Exercise inputs:
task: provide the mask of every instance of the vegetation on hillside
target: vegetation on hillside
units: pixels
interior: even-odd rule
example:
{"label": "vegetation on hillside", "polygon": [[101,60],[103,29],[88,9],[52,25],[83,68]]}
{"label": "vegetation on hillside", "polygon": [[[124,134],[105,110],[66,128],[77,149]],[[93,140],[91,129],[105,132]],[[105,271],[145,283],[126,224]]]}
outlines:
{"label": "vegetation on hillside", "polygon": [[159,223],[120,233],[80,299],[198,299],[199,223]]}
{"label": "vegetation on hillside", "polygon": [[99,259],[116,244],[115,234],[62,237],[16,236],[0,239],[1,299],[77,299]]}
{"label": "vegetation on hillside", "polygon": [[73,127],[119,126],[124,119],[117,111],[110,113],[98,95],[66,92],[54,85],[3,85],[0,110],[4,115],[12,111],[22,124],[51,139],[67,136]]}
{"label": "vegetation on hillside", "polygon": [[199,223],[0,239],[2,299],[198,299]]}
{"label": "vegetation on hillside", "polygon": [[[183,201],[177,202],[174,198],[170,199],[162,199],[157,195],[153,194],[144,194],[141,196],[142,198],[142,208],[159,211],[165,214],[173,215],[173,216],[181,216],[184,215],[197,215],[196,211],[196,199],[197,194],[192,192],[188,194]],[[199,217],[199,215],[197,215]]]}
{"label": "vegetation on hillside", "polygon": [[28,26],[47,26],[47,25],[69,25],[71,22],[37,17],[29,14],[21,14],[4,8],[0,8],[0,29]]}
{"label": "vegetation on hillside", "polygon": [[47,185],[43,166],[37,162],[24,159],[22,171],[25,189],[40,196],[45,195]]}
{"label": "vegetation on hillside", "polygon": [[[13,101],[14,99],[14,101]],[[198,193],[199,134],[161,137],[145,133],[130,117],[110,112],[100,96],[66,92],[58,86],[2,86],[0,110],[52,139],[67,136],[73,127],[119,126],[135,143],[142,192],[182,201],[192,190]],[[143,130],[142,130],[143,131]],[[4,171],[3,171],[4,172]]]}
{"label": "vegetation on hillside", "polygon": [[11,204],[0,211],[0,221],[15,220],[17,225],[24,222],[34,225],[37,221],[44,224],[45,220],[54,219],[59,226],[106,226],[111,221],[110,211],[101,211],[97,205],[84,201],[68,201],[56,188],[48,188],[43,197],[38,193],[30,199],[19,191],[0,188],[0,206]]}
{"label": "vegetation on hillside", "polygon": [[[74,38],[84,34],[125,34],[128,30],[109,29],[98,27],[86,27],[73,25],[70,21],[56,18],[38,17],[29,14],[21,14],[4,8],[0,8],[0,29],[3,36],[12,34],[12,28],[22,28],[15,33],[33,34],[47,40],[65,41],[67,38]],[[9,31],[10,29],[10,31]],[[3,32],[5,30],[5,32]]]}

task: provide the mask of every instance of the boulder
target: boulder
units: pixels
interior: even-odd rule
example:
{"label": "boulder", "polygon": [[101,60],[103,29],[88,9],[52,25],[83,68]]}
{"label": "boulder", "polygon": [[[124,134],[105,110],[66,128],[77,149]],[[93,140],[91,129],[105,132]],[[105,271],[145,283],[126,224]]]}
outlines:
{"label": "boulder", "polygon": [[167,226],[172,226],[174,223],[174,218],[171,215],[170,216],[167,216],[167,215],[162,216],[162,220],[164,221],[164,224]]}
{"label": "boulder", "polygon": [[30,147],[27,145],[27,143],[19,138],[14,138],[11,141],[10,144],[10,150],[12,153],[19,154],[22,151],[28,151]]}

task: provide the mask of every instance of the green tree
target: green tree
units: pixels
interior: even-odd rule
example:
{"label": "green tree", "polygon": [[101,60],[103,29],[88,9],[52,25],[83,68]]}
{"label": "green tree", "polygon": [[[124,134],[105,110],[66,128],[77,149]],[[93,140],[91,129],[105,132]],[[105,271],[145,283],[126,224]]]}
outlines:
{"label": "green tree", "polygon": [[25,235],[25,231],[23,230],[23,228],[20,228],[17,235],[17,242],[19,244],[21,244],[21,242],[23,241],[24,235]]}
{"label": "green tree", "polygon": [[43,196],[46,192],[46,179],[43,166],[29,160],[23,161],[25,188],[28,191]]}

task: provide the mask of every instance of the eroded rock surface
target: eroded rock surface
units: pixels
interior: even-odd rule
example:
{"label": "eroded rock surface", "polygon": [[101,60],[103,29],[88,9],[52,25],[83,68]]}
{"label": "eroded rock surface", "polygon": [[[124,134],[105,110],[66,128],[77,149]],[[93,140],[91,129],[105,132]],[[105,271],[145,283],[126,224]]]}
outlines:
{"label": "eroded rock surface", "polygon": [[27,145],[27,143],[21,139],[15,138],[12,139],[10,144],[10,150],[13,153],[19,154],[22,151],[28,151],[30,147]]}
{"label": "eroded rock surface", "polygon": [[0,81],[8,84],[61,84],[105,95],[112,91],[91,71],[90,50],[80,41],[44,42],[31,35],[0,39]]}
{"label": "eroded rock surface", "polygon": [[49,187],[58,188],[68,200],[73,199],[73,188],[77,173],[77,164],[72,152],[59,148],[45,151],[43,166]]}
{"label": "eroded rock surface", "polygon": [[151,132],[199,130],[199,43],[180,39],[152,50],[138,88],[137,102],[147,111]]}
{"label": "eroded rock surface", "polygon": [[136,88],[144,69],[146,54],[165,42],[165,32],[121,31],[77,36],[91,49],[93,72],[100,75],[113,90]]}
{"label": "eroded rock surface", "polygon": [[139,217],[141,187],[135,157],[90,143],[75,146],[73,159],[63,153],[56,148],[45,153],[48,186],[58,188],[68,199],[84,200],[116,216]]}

Exercise: Once a line of the records is found to contain "target", copy it out.

Problem solution:
target: vegetation on hillside
target: boulder
target: green tree
target: eroded rock surface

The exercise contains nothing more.